▶ [EXERCISE DIRECTIONS] Turn the material below into a numbered list, one line per item, leaving out blank lines and any pictures.

▶ [RECORD EXTRACTS]
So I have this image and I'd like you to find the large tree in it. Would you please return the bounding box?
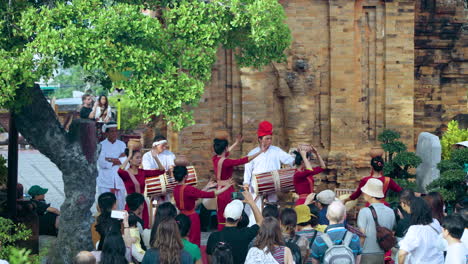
[0,0,290,263]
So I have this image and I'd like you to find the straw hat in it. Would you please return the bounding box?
[361,178,385,198]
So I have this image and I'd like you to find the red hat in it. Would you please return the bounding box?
[257,121,273,137]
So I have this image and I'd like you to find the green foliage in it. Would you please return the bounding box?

▶ [RESPONSE FOR THIS EXERCISE]
1. So I have this image and I'd like you to find the large tree in it. Would you please return the bounding box?
2. [0,0,290,263]
3. So I have this image and I'd like you to find the straw hat in it. Would you please return the bounding box?
4. [361,178,385,198]
5. So I have this image and I'd like you to find the red hat in it. Would you please return the bounding box?
6. [257,121,273,137]
7. So I have this image and I'd like you to find the green foliage in it. Would you please return the bounding box?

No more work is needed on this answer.